- Tarefa proposta 1 -
Relacione todas as designações, nomes ou sigla, com que o texto sobre a lei das manifestações artísticas nos transportes públicos se refere ao Supremo Tribunal Federal.
- Tarefa proposta 2 -
Transcreva o trecho do texto sobre a lei das manifestações artísticas nos transportes públicos que vai de "Embora a lei" até "todo o país.", trocando "Supremo Tribunal Federal" por "STF".

Embora a lei estadual que regulamentou as manifestações artísticas nos transportes públicos surtisse efeitos apenas no âmbito do Estado do Rio de Janeiro, o tema ter chegado no Supremo Tribunal Federal faz com que o caso possa afetar o Brasil inteiro. Isto porque, seja qual for a conclusão em que a Suprema Corte chegar, pela constitucionalidade ou pela inconstitucionalidade das apresentações artísticas, o caso passará a servir como precedente em todo o país.
Assim, caso se julgue pela constitucionalidade da lei estadual fluminense, não só ela voltará à vigência, como leis semelhantes poderão ser aprovadas por outros estados sem semelhantes questionamentos de inconstitucionalidade. Caso, contudo, o STF considere a lei inconstitucional, quaisquer leis no mesmo sentido que forem editadas serão igualmente anuladas pelo judiciário.
Eis a importância do tema e, consequentemente, da continuidade da luta popular que resultou na aprovação da Lei Estadual nº 8.120/2018, de modo que também se pressione para que o STF retome a sua vigência. Lembre-se sempre que não se pode contar com a boa vontade de governantes ou juízes para fazer valer os nossos direitos, mas apenas a mobilização popular e a organização pela base nos trará qualquer vitória.
[1] Ricardo Flores Barreto é graduando em direito e militante do Movimento de Organização de Base do Rio de Janeiro (MOB-RJ)

- Entradas fornecidas -
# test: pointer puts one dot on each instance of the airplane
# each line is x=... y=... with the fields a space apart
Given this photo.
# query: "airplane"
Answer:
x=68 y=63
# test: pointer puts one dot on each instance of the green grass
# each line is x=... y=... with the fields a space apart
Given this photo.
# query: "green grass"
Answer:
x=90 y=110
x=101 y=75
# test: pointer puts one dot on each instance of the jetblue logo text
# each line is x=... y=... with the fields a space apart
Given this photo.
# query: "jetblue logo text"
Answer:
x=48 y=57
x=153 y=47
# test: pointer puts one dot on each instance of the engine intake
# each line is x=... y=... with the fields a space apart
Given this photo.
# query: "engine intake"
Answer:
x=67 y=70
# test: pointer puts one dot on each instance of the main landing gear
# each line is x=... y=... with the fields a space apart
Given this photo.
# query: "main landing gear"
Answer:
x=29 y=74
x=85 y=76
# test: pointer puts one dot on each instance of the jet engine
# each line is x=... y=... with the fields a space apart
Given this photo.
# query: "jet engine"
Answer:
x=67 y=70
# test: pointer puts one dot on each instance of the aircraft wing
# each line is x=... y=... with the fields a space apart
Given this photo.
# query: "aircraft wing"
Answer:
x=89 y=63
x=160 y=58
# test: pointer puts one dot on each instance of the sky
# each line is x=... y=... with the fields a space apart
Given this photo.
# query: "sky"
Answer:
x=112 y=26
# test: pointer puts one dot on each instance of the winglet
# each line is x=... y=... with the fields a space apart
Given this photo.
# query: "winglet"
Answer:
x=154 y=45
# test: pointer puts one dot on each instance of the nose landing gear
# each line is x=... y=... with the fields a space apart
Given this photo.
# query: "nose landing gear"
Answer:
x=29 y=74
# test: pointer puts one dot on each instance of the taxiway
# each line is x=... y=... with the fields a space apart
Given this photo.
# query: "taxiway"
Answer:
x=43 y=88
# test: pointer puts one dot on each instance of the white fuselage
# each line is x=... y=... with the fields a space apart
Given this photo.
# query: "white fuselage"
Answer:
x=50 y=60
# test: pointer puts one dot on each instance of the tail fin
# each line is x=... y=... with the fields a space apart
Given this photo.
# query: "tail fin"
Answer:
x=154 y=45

- Resposta redigida 1 -
Supremo Tribunal Federal; Suprema Corte; STF

- Resposta redigida 2 -
Embora a lei estadual que regulamentou as manifestações artísticas nos transportes públicos surtisse efeitos apenas no âmbito do Estado do Rio de Janeiro, o tema ter chegado no STF faz com que o caso possa afetar o Brasil inteiro. Isto porque, seja qual for a conclusão em que a Suprema Corte chegar, pela constitucionalidade ou pela inconstitucionalidade das apresentações artísticas, o caso passará a servir como precedente em todo o país.